RECORDS PROVIDED>
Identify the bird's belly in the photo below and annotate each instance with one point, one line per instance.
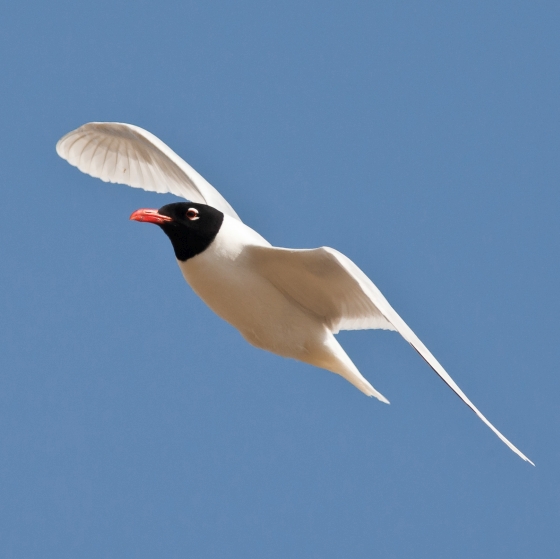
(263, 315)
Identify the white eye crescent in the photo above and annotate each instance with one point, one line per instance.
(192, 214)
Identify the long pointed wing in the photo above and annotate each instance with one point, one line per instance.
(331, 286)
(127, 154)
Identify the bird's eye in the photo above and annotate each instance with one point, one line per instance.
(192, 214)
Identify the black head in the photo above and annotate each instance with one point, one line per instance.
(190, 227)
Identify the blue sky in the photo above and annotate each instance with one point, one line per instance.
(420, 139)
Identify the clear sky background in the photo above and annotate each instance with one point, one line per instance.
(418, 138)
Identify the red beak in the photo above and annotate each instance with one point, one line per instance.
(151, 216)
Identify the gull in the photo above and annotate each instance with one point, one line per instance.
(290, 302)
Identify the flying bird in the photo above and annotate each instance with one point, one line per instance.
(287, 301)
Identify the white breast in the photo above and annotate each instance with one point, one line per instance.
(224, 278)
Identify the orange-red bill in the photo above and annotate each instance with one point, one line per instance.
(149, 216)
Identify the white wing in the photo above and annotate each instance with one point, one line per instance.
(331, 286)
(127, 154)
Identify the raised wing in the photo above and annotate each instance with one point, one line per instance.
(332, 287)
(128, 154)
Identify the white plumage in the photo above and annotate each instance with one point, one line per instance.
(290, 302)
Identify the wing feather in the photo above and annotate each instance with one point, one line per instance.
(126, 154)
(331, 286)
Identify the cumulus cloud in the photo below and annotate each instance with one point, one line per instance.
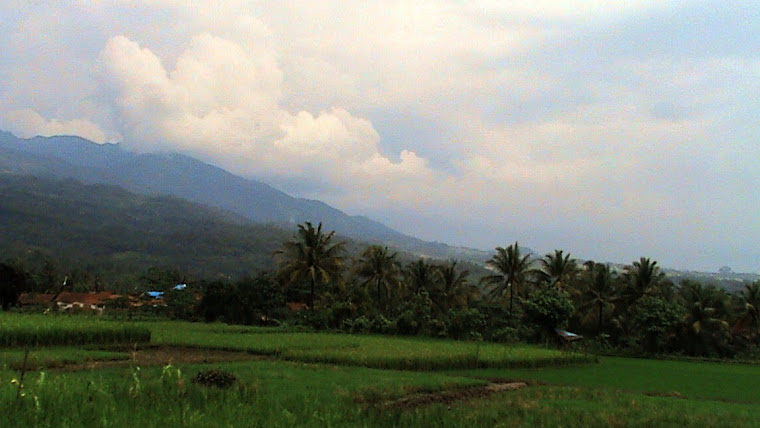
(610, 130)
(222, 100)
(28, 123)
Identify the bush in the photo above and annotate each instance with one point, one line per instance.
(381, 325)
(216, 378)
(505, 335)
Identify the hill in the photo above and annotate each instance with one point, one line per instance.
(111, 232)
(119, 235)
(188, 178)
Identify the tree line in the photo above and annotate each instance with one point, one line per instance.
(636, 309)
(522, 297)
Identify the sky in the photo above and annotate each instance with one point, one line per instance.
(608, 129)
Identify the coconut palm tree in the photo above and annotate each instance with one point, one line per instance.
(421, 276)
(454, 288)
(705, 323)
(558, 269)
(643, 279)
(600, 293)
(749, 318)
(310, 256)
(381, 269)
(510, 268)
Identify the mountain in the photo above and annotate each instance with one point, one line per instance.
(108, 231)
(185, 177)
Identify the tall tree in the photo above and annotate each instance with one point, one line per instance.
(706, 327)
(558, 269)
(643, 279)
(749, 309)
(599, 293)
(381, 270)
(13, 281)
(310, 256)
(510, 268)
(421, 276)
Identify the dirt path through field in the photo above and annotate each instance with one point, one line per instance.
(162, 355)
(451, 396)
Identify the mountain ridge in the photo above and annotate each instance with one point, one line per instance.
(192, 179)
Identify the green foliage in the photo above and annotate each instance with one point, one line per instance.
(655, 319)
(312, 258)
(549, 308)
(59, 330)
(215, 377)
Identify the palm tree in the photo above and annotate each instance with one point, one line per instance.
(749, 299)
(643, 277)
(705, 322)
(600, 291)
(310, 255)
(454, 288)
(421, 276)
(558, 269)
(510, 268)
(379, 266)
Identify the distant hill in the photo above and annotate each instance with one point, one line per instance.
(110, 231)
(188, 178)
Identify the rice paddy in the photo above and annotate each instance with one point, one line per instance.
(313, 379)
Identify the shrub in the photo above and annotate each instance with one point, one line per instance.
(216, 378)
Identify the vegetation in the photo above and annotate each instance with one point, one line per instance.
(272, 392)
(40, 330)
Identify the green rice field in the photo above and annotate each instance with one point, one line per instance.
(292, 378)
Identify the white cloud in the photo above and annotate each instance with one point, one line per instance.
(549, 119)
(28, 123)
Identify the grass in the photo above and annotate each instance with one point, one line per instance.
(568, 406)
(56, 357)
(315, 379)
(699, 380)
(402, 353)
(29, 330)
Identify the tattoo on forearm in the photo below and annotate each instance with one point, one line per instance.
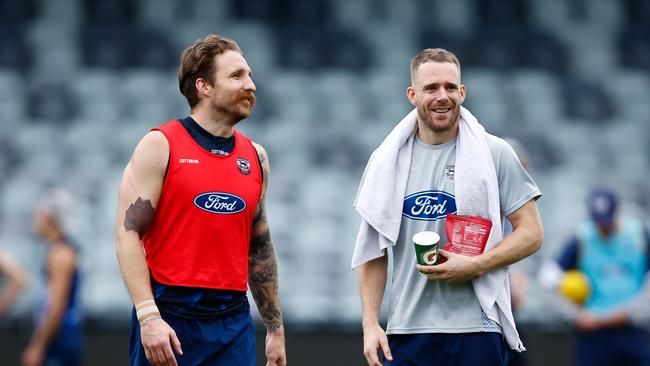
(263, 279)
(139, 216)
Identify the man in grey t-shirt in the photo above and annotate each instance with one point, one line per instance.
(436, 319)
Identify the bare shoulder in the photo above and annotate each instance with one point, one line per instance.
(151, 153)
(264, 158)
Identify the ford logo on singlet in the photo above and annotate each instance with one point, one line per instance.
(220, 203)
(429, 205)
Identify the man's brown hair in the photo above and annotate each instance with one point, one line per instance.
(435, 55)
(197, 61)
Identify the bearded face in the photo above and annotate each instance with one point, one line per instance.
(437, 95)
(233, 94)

WHAT THE EXERCISE ASKS>
Find the line containing "Identify the distant", then extract it and every line after it to the end of the data above, exactly and nothing else, without pictures.

REPLY TO THE EXERCISE>
Identify the distant hill in the photo above and annotate each instance with one point, one line per instance.
(110, 231)
(188, 178)
Identify the rice paddy in the photo above and annotate each instance with one point, one line per instance.
(313, 379)
Identify the shrub in the photo above and annotate each instance with one point, one line per instance.
(216, 378)
Identify the vegetation in the photo above and annotate each instance with one point, one line per instance.
(272, 392)
(40, 330)
Identify the green rice field in the photo above and annotate each instance with one point, one line per instance.
(292, 378)
Identify the white cloud in the photo above and annotate each instance with one point, one line per instance.
(549, 119)
(28, 123)
Identify the grass in the photo above and annotate each instance with one point, one line per instance.
(568, 406)
(56, 357)
(315, 379)
(699, 380)
(402, 353)
(29, 330)
Identify the tattoo on forearm in the photo below and annotate each instance with one point, one line per instance.
(263, 279)
(139, 216)
Identify the man in grey t-shirt in the photo above and annotate each instance with one point, one line per instance.
(436, 319)
Identify the bare shoulder in the photo above and annotate each instance with one point, one line per instance.
(151, 153)
(264, 158)
Identify the ford logo on singlet in the photo above and annotate each instance with one point, one line per instance.
(220, 203)
(429, 205)
Identify the man's brown hair in the photo above and annotate each instance with one point, one line per instance.
(435, 55)
(197, 61)
Identify the bearded face in the photo above and annotate each instance with one point, one line per instance.
(437, 95)
(233, 94)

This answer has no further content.